TEXTO FORNECIDO:
..............................
Folha de S. Paulo
Mercado usa 'racionalidade técnica' superada
para disfarçar compulsão extrativista
No artigo da semana passada, mostrei como a
lógica de mercado disfarça suas compulsões extrativistas com uma
"racionalidade técnica" já superada.
Ao igualar qualidade institucional à
autonomia em relação ao governo, a cartilha financista ignora os efeitos
duradouros e profundos de o mercado distorcer os objetivos das empresas.
A financeirização das três principais
gestoras de recursos naturais do país (Petrobras,
Eletrobras e Vale) restringe sua utilidade social à capacidade de distribuir
lucros aos acionistas, ao sabor dos ciclos globais de commodities. A Petrobras
(2022) e a Vale (2021) estavam entre as maiores pagadoras de dividendos do planeta.
Entre 2019 e 2022, a gestão "técnica" da Petrobras alterou a fórmula de remuneração dos acionistas e despejou mais de R$ 330 bilhões na forma de dividendos, com vultosa venda de ativos, como refinarias, fábricas de fertilizantes e sua rede de distribuição.
Por outro lado, a mão invisível do mercado
não impediu que a Vale produzisse
as tragédias de Mariana (2015) e de Brumadinho (2019), entre
outras violações de regras ambientais; não garantiu a nossa
autossuficiência em diesel ou gasolina após o desmonte da cadeia produtiva da
Petrobras; tampouco consegue evitar os apagões recorrentes Brasil afora, fruto
da crescente privatização do setor elétrico.
Esse é um problema grave, dada a dependência de nossa economia à exploração direta e pouco
sofisticada dos nossos abundantes recursos naturais.
Nossa pauta de exportações é dominada por
commodities agropecuárias e minerais (70%). As contas públicas também dependem
delas; segundo cálculos do meu colega Bráulio Borges (Ibre-FGV), a bonança
mineral-extrativa renderá perto de 2% do PIB em receitas anuais à União até
2033.
Artigo de Lashitew e Wercker (2020) mostra que, sob o efeito dessa dependência, o rentismo
se entranha nas instituições para capturar essas rendas extrativas, inibindo
investimentos em infraestrutura e insumos públicos (como saúde e educação).
Esse é o "efeito voracidade" das elites econômicas e políticas sobre
o "lucro fácil" da exploração rudimentar dos recursos naturais.
..............................
EXERCÍCIO PROPOSTO 1: Selecione na listagem abaixo todas as linhas em que aparece a palavra "white" e copie-as.
EXERCÍCIO PROPOSTO 2: Dê continuidade ao artigo sobre a lógica de mercado e a exploração dos recursos naturais no Brasil, começando logo após a última frase apresentada.
..............................
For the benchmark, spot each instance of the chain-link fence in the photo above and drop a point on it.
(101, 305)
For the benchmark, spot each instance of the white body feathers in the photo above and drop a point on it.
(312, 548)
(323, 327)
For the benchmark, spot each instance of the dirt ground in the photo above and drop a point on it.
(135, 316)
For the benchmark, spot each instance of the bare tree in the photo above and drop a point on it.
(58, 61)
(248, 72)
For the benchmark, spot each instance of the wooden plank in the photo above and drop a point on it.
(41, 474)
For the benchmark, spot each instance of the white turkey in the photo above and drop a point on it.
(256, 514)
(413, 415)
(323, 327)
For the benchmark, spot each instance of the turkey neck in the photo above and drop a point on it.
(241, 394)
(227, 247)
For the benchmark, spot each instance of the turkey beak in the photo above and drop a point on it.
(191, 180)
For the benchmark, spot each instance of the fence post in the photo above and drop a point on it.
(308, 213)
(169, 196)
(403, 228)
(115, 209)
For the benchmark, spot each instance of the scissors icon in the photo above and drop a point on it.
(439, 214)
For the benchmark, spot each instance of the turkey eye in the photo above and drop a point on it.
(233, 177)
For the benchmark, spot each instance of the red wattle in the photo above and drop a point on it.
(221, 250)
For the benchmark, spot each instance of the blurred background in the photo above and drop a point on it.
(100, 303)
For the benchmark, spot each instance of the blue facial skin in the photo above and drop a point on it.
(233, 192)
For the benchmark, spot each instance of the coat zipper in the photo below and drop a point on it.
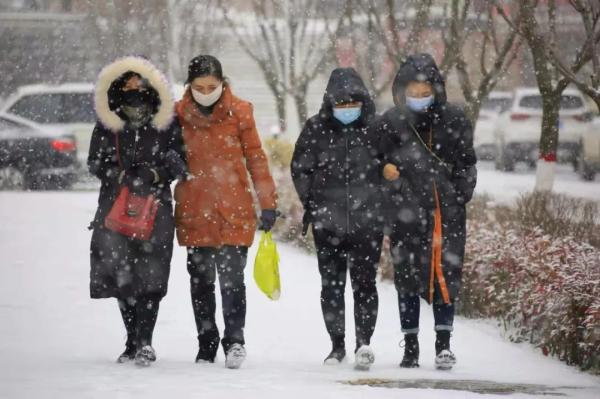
(135, 146)
(347, 167)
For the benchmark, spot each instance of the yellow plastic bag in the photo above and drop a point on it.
(266, 267)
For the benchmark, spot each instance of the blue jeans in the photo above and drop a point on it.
(410, 309)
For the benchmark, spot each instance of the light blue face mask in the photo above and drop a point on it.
(347, 115)
(419, 104)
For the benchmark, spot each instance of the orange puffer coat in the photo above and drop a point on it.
(216, 207)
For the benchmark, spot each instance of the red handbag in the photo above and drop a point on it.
(132, 215)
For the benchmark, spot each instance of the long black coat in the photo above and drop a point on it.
(336, 168)
(411, 200)
(123, 267)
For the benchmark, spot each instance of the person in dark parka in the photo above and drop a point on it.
(430, 163)
(137, 143)
(337, 174)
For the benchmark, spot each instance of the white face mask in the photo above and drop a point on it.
(207, 100)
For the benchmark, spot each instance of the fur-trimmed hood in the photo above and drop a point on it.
(109, 116)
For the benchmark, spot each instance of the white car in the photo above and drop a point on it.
(518, 130)
(589, 160)
(66, 109)
(491, 108)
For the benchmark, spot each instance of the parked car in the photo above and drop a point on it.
(518, 130)
(32, 157)
(66, 108)
(589, 160)
(491, 108)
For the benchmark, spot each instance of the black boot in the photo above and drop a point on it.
(442, 341)
(207, 351)
(338, 352)
(411, 351)
(444, 359)
(129, 353)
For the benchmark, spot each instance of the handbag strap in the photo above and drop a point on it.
(118, 151)
(428, 148)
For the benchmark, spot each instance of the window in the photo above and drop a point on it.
(56, 108)
(566, 102)
(5, 124)
(40, 108)
(496, 104)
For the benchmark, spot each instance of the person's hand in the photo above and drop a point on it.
(267, 219)
(390, 172)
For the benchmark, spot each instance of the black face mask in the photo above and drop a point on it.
(135, 98)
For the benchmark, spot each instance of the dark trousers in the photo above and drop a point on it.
(203, 265)
(359, 254)
(139, 316)
(410, 309)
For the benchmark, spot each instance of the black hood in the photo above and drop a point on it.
(345, 85)
(419, 68)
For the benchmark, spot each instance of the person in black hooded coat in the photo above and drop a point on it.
(136, 143)
(430, 162)
(337, 173)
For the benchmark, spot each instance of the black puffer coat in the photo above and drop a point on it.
(450, 165)
(336, 168)
(122, 267)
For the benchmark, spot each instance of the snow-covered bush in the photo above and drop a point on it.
(544, 288)
(558, 214)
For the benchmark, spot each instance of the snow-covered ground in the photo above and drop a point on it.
(55, 342)
(506, 186)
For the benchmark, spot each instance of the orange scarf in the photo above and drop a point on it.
(436, 245)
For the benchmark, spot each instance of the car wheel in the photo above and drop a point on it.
(508, 162)
(585, 171)
(11, 179)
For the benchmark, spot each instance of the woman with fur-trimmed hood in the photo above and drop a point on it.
(136, 143)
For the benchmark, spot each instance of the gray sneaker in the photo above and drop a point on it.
(145, 356)
(235, 356)
(364, 358)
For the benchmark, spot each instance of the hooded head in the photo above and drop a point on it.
(346, 86)
(419, 68)
(111, 100)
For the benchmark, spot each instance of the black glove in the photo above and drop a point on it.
(146, 175)
(267, 219)
(306, 221)
(176, 165)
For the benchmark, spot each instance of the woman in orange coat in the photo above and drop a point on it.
(215, 214)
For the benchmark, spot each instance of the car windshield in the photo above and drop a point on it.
(496, 104)
(79, 108)
(50, 108)
(566, 102)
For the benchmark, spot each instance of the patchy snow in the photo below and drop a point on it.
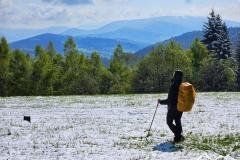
(109, 127)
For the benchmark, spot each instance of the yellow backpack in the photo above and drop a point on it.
(186, 97)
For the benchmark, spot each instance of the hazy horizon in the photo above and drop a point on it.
(90, 14)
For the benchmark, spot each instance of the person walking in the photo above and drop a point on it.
(173, 115)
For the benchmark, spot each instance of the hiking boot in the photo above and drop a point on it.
(178, 139)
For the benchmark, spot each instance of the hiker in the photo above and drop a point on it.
(173, 114)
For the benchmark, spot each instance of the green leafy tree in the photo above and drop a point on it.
(199, 53)
(20, 69)
(4, 67)
(121, 74)
(217, 75)
(238, 61)
(42, 73)
(154, 72)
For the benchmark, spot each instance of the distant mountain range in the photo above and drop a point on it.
(186, 40)
(18, 34)
(133, 35)
(146, 31)
(86, 45)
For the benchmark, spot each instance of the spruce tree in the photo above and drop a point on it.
(216, 37)
(4, 66)
(238, 61)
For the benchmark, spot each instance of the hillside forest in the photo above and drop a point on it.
(210, 64)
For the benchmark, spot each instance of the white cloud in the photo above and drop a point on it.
(37, 14)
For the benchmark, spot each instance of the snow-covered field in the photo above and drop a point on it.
(110, 127)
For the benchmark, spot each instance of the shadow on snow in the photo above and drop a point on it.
(166, 147)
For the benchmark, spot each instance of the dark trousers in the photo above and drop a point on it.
(174, 115)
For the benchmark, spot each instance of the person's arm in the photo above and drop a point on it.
(164, 102)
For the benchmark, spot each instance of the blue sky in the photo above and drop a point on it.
(94, 13)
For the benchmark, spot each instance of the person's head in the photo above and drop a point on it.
(177, 76)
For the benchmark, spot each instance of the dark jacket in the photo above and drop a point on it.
(172, 99)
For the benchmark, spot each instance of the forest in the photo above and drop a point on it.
(210, 65)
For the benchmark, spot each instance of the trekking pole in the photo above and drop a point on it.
(152, 121)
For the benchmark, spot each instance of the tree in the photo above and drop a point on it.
(199, 53)
(20, 70)
(42, 73)
(4, 67)
(216, 37)
(238, 61)
(217, 75)
(154, 72)
(121, 74)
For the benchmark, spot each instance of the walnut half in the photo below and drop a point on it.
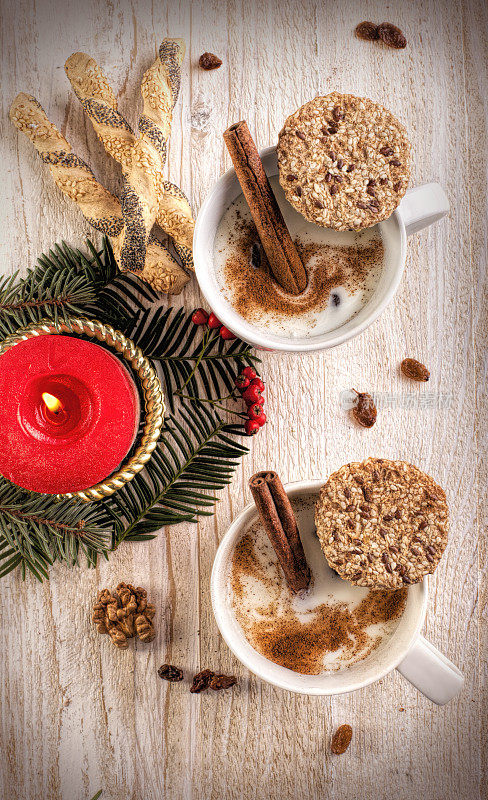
(124, 614)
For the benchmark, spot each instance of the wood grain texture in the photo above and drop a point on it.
(77, 715)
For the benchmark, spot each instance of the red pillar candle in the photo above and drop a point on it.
(69, 413)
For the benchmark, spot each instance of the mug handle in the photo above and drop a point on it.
(423, 205)
(431, 672)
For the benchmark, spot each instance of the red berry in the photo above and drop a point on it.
(251, 427)
(254, 411)
(226, 333)
(251, 394)
(213, 322)
(250, 373)
(199, 317)
(241, 382)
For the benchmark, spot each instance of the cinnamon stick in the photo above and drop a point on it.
(281, 527)
(282, 254)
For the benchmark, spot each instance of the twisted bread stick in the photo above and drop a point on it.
(77, 181)
(99, 102)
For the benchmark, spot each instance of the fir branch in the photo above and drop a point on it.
(190, 357)
(36, 531)
(195, 454)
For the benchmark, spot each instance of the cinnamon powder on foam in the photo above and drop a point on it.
(254, 291)
(302, 646)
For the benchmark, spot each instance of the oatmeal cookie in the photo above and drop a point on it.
(382, 523)
(344, 161)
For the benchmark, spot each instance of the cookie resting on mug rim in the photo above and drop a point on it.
(344, 161)
(381, 523)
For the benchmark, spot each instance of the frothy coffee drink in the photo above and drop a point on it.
(328, 628)
(343, 268)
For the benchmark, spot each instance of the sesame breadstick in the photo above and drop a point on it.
(99, 103)
(76, 180)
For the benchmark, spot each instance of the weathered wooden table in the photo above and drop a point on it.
(77, 715)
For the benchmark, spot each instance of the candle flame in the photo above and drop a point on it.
(53, 404)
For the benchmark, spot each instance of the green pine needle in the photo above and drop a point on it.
(198, 451)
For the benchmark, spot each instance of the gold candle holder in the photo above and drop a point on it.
(151, 388)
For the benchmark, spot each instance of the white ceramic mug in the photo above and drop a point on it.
(419, 208)
(405, 649)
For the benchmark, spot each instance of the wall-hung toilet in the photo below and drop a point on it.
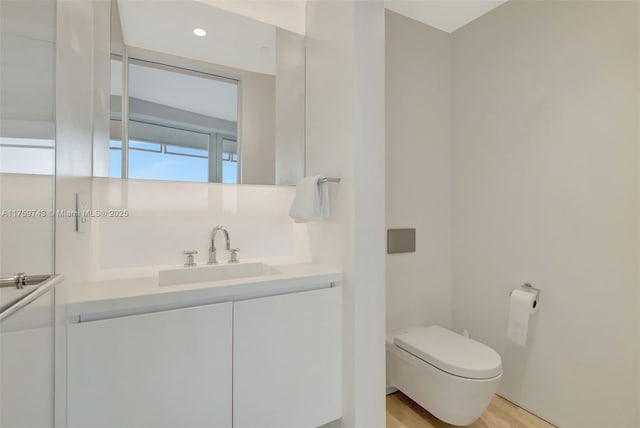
(451, 376)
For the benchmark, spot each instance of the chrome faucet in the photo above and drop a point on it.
(213, 260)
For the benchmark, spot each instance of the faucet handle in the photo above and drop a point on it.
(190, 261)
(234, 255)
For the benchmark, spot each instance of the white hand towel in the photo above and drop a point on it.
(311, 201)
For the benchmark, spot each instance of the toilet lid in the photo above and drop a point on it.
(450, 352)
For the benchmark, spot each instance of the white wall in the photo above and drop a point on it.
(345, 139)
(290, 92)
(418, 171)
(546, 190)
(166, 218)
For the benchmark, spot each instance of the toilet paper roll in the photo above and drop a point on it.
(520, 308)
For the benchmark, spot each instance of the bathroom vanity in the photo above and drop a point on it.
(233, 350)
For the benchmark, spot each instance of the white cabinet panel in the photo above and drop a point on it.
(26, 366)
(164, 369)
(288, 360)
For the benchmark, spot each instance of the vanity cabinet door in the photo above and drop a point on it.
(288, 360)
(163, 369)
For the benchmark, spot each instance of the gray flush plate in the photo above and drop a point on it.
(401, 241)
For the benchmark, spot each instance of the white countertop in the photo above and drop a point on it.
(106, 299)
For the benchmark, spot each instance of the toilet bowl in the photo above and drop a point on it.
(451, 376)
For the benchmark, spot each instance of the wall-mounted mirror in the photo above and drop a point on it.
(27, 135)
(198, 93)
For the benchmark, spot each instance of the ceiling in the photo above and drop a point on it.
(287, 14)
(167, 26)
(445, 15)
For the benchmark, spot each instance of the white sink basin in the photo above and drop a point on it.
(214, 273)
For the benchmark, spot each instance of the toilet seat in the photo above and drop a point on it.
(450, 352)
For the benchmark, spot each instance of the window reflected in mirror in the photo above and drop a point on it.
(182, 124)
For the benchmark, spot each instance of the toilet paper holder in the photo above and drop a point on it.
(530, 289)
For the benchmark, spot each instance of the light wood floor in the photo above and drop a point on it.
(402, 412)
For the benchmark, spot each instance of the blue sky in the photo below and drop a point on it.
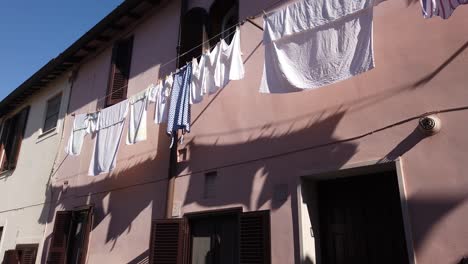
..............................
RESPOSTA DO EXERCÍCIO 1:
For the benchmark, spot each instance of the white body feathers in the photo above and drop a point on it.
For the benchmark, spot each instance of the white turkey in the photo above and drop a point on it.
For the benchmark, spot each instance of the white face mask in the photo above and drop a point on it.
For the benchmark, spot each instance of the white car in the photo above and drop a point on it.
For the benchmark, spot each instance of the white cloud in the photo above and drop a point on it.
For the benchmark, spot each instance of the white ceramic mug in the photo above and drop a point on it.
For the benchmark, spot each instance of the white hand towel in the photo above and drop a point on it.
For the benchmark, spot each instance of the white wall in the photo above and drop a point on it.
For the benchmark, spot each instance of the white cabinet panel in the photo above and drop a point on it.
For the benchmark, spot each instance of the white countertop in the photo above and drop a point on it.
For the benchmark, spot each instance of the white sink basin in the photo above and drop a point on it.

RESPOSTA DO EXERCÍCIO 2:
Além de revelar uma ampla rede de corrupção
nos planos de expansão da Petrobras —na esteira da descoberta do pré-sal—, a
Operação Lava Jato legou às empresas públicas a pressão em favor da
privatização e barreiras ao aumento dos investimentos (vide atuação do subprocurador questionando "interferência" do
governo na Petrobras).
O Estado perdeu valiosos ativos para
enfrentar a transição energética. Só nos resta a Petrobras.
Em 2020, uma "Carta Aberta dos CEOs", da Iniciativa Climática de
Petróleo e Gás (OGCI, em inglês), estabeleceu seu compromisso com os esforços
de redução de emissões e de criação de soluções de baixo carbono.
Diante dessas mudanças, a consultoria
McKinsey (2021) delineou três arquétipos das empresas de óleo e gás no
mundo: a especialista em recursos naturais, a empresa de energia integrada e a
empresa de energia limpa.
O estudo prevê falências generalizadas de
empresas posicionadas como especialistas em recursos. Para migrar do modelo
especializado para uma carteira
integrada de fontes de energia, a Petrobras deve apertar o passo.
Afinal, a vantagem para empresas líderes começa a materializar-se quando mais
de 40% do total das carteiras são de baixo carbono; hoje, a Petrobras aloca
cerca de 5% dos seus investimentos em novas energias.
Devido ao baixo custo de produção do pré-sal,
a Petrobras está bem posicionada para se tornar líder na transição energética.
Para isso, os lucros extraordinários precisam ser direcionados à diversificação
da sua produção, não para os bolsos dos acionistas.
Sem isso, o que faremos quando a estrela do
pré-sal se apagar, a partir de 2029?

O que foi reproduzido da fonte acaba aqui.